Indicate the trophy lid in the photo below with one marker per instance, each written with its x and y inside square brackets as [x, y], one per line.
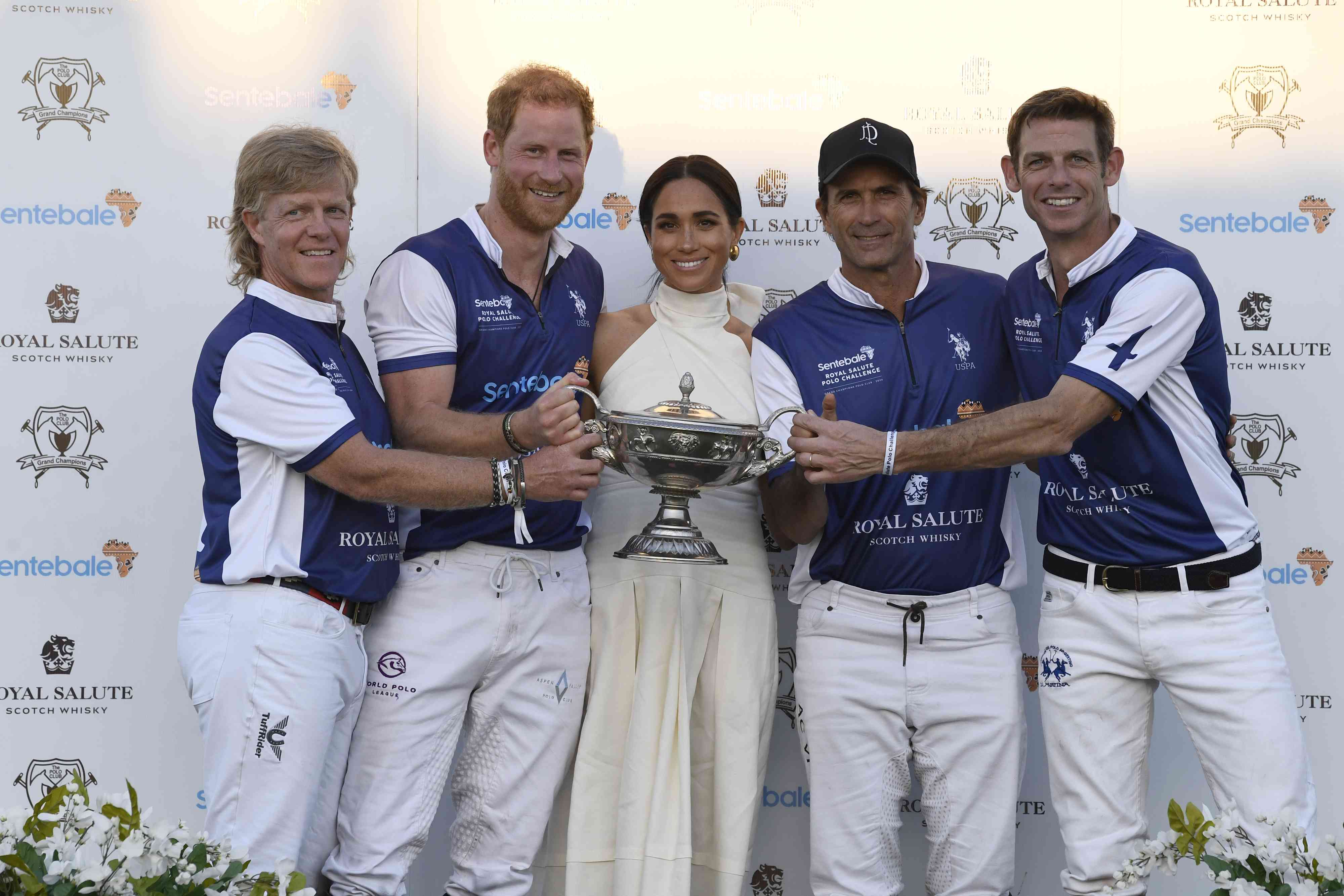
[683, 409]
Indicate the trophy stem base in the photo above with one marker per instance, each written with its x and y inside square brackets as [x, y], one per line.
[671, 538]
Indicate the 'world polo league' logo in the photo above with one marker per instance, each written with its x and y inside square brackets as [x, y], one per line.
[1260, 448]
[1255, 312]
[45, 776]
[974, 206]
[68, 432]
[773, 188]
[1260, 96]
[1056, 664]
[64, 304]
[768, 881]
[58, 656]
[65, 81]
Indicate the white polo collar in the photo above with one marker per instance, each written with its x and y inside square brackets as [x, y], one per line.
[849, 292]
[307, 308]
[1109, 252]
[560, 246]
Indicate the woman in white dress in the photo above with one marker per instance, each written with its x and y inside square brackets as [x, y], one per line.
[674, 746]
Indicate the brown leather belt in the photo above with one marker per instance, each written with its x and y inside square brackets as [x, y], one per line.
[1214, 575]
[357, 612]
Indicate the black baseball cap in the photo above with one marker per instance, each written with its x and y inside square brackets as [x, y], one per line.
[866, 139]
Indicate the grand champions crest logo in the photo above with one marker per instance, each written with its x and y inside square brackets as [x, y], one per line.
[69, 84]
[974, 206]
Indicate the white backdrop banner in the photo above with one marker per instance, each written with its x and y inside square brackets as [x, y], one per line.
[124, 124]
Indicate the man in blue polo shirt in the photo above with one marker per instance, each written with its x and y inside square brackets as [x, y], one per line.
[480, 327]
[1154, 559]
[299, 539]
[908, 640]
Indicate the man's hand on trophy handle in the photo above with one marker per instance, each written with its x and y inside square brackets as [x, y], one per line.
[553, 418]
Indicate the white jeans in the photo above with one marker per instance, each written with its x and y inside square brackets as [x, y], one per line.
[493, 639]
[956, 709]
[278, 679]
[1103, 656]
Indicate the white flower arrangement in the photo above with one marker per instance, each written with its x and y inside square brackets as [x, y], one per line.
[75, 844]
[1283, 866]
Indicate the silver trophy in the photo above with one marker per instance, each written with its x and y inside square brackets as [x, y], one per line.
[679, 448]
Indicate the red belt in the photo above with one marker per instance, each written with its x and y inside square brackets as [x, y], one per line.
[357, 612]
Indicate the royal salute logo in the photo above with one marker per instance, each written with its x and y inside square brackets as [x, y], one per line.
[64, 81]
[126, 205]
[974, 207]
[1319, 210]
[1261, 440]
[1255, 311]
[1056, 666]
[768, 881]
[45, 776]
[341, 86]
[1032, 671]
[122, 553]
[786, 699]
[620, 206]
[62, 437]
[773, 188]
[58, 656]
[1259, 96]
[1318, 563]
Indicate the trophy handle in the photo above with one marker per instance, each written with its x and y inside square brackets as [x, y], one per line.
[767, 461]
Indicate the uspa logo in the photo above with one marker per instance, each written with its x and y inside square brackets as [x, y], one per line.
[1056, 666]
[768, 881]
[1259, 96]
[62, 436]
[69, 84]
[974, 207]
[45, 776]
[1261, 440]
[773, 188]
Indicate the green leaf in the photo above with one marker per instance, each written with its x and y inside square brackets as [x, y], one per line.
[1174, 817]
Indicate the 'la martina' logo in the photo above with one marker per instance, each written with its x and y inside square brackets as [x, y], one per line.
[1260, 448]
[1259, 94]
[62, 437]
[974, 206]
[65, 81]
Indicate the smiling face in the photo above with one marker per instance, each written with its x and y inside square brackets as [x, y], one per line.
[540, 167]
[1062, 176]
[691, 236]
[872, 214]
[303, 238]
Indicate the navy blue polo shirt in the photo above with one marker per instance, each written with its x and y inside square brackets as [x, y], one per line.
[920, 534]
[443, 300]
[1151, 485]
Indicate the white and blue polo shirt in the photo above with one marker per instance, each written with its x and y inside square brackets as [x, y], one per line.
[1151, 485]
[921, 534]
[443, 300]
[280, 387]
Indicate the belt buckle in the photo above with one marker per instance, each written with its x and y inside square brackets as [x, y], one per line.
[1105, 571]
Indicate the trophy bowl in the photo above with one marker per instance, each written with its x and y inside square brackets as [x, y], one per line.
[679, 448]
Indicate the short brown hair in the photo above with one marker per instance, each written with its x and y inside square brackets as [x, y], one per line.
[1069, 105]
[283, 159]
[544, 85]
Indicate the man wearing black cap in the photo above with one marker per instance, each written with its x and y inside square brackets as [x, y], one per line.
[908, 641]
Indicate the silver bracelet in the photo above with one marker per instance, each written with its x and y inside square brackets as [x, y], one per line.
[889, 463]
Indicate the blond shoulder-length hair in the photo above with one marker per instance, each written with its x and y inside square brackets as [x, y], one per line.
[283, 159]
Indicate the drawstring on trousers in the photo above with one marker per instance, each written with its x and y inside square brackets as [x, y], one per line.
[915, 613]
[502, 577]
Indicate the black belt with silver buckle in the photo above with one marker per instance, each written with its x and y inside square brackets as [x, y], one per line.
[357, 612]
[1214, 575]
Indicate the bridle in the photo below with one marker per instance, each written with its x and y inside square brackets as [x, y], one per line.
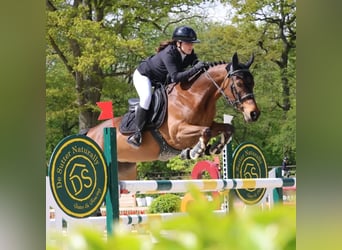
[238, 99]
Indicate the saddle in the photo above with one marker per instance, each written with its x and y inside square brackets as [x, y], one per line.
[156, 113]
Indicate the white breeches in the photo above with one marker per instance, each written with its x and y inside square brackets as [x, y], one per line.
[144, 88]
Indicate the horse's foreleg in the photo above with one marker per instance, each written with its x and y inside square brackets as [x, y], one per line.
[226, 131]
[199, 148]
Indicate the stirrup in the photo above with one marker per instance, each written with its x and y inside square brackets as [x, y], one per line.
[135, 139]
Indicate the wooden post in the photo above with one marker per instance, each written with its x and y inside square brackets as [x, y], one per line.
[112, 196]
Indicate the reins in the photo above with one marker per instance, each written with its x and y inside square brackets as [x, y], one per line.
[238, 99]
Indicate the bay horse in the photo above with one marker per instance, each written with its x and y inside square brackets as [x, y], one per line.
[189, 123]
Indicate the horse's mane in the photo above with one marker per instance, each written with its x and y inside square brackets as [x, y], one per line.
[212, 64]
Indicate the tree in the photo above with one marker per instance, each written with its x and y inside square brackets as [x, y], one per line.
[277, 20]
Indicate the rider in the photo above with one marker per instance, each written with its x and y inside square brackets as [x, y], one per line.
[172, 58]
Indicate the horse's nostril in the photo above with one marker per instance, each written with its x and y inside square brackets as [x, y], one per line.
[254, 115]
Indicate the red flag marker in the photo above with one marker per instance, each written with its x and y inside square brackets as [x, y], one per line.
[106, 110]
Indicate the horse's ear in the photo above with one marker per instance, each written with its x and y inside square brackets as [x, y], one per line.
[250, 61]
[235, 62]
++++++++++
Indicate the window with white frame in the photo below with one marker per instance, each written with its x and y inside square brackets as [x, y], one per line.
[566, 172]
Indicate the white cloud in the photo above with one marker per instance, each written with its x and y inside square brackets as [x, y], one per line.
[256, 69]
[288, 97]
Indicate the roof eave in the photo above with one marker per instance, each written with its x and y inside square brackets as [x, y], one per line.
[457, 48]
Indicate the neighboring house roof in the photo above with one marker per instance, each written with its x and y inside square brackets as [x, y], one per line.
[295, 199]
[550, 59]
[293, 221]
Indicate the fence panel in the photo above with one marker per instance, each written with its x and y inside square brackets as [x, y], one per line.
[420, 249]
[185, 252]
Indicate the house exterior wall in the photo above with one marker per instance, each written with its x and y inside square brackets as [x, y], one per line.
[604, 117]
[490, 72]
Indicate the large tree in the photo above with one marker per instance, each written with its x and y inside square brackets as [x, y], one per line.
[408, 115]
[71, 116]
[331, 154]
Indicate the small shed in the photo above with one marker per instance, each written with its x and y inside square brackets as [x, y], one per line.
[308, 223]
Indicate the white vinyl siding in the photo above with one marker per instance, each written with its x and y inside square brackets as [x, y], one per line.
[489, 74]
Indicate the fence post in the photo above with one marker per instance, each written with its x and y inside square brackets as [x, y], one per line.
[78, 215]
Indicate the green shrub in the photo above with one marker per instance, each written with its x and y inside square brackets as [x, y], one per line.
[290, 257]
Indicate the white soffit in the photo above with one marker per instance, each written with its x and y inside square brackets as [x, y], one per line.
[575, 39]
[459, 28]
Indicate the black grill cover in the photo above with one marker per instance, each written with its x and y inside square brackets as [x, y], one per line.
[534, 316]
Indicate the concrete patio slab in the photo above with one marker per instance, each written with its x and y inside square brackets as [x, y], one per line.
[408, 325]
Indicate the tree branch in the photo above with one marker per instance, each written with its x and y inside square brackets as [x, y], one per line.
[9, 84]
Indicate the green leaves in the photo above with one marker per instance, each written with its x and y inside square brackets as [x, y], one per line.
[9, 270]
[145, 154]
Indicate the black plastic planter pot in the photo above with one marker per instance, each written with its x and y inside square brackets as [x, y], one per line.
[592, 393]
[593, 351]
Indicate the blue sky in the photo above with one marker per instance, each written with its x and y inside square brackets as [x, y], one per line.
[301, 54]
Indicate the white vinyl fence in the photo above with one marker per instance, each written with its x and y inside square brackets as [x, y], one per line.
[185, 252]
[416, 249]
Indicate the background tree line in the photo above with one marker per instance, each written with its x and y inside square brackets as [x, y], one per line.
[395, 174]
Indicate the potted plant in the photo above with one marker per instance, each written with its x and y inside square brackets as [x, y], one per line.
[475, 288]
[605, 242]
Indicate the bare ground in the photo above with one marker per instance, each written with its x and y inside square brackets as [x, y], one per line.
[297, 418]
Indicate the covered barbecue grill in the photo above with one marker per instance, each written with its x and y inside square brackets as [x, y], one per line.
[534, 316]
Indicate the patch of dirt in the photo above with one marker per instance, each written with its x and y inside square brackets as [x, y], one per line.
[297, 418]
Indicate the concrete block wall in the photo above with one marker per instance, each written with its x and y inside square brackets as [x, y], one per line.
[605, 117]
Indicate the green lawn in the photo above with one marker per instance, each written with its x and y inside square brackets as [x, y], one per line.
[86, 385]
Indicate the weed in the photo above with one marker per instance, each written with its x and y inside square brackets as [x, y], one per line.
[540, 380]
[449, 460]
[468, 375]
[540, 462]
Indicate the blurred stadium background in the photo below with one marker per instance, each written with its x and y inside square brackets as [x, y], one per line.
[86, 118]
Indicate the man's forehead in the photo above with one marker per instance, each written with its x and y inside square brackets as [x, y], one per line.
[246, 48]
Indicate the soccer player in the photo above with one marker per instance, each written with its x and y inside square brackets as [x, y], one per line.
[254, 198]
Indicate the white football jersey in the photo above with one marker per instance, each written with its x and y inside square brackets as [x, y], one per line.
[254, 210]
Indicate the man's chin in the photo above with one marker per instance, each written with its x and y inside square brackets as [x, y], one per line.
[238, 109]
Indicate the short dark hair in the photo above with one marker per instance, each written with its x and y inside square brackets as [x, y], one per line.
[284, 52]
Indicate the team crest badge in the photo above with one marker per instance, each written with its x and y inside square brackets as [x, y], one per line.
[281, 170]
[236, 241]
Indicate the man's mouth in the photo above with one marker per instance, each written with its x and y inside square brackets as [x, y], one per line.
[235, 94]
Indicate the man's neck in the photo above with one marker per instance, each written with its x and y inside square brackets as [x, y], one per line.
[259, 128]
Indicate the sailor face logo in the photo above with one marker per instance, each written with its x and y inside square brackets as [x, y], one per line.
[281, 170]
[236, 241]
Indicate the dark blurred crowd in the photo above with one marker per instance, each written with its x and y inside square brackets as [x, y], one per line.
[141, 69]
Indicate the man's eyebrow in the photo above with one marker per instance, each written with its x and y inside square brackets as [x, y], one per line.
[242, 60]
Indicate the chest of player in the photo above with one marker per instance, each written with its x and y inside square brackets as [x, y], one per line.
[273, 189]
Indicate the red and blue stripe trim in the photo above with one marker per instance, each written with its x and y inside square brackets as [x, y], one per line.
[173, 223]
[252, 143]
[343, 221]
++++++++++
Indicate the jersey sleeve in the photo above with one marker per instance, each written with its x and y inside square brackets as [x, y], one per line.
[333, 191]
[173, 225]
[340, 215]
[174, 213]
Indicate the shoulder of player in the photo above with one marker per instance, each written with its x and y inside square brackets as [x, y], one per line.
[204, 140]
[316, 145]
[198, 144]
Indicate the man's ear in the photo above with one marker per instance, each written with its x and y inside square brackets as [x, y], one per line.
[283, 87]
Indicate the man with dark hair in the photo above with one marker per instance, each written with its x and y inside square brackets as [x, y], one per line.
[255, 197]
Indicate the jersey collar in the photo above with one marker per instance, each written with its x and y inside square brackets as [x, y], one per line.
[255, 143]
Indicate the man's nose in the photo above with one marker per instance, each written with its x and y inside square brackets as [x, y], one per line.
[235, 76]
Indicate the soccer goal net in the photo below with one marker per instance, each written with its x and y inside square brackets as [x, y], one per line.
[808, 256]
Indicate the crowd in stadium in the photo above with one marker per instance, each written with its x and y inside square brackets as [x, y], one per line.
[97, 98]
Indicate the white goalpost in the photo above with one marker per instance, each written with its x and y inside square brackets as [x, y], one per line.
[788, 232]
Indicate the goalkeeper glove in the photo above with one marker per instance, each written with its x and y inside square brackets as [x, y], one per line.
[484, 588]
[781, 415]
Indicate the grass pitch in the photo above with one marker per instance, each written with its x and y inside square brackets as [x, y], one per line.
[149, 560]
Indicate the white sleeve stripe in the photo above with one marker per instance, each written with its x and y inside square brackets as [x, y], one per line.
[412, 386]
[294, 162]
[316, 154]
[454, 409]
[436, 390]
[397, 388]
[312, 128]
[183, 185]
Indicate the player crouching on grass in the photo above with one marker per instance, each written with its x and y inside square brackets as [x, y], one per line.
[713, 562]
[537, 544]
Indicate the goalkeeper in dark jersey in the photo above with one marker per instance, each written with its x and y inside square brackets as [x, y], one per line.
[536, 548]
++++++++++
Count the lines in the records above that contain the string "vinyl", and reply with the number alone.

2